* Dataset records:
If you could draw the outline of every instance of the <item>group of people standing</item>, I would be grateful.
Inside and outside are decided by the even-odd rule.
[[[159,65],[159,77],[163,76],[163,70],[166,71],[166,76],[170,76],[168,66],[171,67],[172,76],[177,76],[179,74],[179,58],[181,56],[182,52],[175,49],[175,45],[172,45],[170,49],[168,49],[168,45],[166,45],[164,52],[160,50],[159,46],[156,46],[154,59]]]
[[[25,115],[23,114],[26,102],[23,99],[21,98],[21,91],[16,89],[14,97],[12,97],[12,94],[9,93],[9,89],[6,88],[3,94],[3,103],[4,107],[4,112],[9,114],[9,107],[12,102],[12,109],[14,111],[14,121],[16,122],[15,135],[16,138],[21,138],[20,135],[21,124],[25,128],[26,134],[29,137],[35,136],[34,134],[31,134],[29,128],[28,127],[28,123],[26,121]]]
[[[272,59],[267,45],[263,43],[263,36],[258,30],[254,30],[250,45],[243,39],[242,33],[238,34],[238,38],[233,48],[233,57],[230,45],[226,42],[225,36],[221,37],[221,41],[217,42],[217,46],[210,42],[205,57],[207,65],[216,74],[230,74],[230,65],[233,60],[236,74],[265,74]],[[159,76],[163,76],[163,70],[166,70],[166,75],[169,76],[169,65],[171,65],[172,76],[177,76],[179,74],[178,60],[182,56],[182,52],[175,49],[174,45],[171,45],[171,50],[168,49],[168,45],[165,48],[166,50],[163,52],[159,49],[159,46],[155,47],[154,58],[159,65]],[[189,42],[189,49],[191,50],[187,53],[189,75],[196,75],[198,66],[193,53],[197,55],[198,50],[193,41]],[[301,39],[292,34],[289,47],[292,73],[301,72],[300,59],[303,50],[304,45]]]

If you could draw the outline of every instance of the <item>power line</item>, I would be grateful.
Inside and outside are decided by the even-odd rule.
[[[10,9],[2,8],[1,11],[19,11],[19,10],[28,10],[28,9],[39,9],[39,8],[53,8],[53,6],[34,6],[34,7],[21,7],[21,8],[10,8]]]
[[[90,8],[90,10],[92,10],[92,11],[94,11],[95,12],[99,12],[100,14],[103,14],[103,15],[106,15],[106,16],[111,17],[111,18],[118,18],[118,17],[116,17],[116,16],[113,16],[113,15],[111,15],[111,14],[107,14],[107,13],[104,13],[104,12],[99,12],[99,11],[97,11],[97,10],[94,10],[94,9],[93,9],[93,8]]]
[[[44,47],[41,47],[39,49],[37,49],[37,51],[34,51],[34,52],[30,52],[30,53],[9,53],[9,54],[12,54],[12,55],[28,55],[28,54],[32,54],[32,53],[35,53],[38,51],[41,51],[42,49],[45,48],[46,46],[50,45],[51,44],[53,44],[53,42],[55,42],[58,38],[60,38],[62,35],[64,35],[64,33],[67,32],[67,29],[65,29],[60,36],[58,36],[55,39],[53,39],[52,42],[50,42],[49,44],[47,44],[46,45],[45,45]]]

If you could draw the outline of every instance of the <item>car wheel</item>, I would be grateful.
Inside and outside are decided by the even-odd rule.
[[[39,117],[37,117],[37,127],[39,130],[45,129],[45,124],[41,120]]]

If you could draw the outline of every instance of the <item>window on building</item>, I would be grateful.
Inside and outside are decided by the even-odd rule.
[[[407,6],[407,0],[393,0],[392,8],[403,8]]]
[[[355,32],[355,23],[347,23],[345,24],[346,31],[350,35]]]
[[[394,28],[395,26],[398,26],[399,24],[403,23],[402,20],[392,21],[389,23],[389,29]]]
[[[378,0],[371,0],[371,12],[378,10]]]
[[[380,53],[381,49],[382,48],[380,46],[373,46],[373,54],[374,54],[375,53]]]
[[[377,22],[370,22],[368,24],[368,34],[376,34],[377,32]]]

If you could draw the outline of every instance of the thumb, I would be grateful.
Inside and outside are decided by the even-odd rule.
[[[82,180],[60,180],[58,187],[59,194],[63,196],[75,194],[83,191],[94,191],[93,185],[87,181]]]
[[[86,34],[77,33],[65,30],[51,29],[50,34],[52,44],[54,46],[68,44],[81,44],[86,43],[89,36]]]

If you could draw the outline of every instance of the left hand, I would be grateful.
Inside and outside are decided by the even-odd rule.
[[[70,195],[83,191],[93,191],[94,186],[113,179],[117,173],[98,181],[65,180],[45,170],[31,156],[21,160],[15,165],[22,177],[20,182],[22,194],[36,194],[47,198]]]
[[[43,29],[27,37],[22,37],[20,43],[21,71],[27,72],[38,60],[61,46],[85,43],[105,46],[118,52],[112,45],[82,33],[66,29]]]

* Problem details:
Reproduce the records verbatim, starting at the line containing "hand, I would be grateful." and continuing through the end of the records, with both ends included.

* Answer to this exercise:
If you could draw the outline of every instance of the left hand, I would be grateful.
Inside and outside are decided by the even-odd rule.
[[[70,195],[83,191],[93,191],[94,186],[113,179],[117,173],[98,181],[65,180],[45,170],[31,156],[21,160],[15,165],[22,177],[20,182],[22,194],[36,194],[47,198]]]
[[[43,29],[27,37],[22,37],[20,43],[21,71],[27,72],[38,60],[61,46],[85,43],[105,46],[118,52],[112,45],[82,33],[66,29]]]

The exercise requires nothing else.